• _DO THIS_: List every person named in the review of The Last Hour below.

Karma Takapa in 'The Last Hour'
Karma Takapa in 'The Last Hour'

It begins with the atmospherics. The sound of a bowstring being pulled taut — past taut, even — till it strains almost against itself, scraping arrow and thumb before being released, springily, the arrow cutting through cold mountain air before slicing into a tree, making its mark on a busy bullseye. The Last Hour, a new supernatural mystery series streaming on Amazon Prime Video, is shot in and around Sikkim and set in a fictitious town in India’s north-east, and it is so gobsmackingly stunning that I, not unlike the archer about to fire, often found myself holding my breath.

Jayesh Nair’s cinematography is exquisite. Mountains are all around, panoramic and pristine, cupping sheds and momo shops and football fields, shielding them from the elements while acting as their own pointy oracles. A young man leaves home in his big brother’s jacket wanting to ask out a girl, and his view of the peak determines that he’s going to have a big, eventful day. He does, but the mountain doesn’t offer detail.

The series — created by Amit Kumar and Anupama Minz and with every episode directed by Kumar — isn’t eager to offer detail either, drawing us in slowly like a story told over campfire soup, a story involving shamans and red-eyed villains and girls with cryptic faces. Spread over eight episodes, it tells us about a young, reluctant shaman and a policeman relying on the young man’s mystic powers in order to solve crimes. There is time travel, there are conversations with the dead, and characters stumbling around in their search for redemption and resurrection.

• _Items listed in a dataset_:
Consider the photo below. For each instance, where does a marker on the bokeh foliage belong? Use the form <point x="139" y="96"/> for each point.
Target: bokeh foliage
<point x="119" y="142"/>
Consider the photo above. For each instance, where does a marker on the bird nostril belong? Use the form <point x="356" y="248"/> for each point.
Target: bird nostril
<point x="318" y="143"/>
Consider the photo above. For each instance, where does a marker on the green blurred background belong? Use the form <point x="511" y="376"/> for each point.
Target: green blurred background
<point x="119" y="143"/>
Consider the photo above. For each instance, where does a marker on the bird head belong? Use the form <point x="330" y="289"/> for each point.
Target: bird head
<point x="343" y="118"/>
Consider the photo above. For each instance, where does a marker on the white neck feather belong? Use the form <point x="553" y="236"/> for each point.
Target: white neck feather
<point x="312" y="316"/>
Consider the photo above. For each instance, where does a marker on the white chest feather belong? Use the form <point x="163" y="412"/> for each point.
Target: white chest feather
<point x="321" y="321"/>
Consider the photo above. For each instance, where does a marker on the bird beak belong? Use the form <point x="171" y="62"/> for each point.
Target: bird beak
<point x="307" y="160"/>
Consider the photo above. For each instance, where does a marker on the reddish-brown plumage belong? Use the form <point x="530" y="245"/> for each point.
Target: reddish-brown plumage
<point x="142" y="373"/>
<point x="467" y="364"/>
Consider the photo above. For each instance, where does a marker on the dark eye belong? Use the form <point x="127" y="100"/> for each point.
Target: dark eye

• _THE OUTPUT_: Karma Takapa, Jayesh Nair, Amit Kumar, Anupama Minz